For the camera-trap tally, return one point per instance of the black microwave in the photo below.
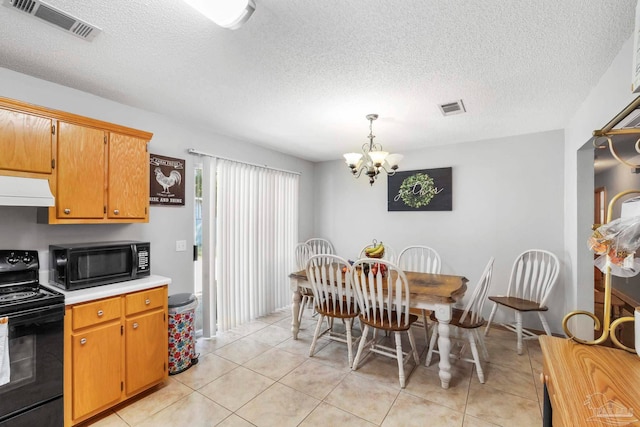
(83, 265)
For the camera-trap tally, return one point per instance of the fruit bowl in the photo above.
(375, 255)
(375, 250)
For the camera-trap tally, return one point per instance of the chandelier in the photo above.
(372, 160)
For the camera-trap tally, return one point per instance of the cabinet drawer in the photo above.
(145, 300)
(97, 312)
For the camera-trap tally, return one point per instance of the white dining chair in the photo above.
(422, 259)
(320, 246)
(302, 254)
(468, 320)
(383, 299)
(533, 276)
(334, 298)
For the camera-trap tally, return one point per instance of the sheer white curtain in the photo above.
(256, 214)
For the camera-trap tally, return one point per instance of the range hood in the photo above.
(18, 191)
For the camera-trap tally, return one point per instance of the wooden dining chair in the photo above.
(383, 298)
(302, 254)
(468, 320)
(422, 259)
(533, 276)
(320, 246)
(334, 298)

--------------------

> **Aim of the exercise**
Please retype the data exactly as it appears, but without any of its pictures.

> **Your solution**
For the camera-trap tally, return one point per instance of the black microwave in the photo below.
(83, 265)
For the camera-trap tally, return one point per instance of the fruit bowl in the photo above.
(375, 255)
(375, 250)
For the camera-trap tally, return one point per instance of the chandelier in the photo above.
(372, 160)
For the camera-trap tally, return one point per instance of the cabinet drawer in the photo above.
(145, 300)
(97, 312)
For the camera-trap tally, return one point per instance of the white dining chair in the photo above.
(422, 259)
(320, 246)
(302, 254)
(468, 320)
(383, 299)
(533, 276)
(334, 298)
For the camera-trap tally, return one point per instance of the sheer white curtain in the photo above.
(256, 214)
For the camera-trap tally, return one point per instance of the range hood in the photo above.
(18, 191)
For the camera-trap tally, return one point per instance of the wooden dining chair in the photo above.
(383, 298)
(302, 254)
(468, 320)
(422, 259)
(533, 276)
(320, 246)
(334, 298)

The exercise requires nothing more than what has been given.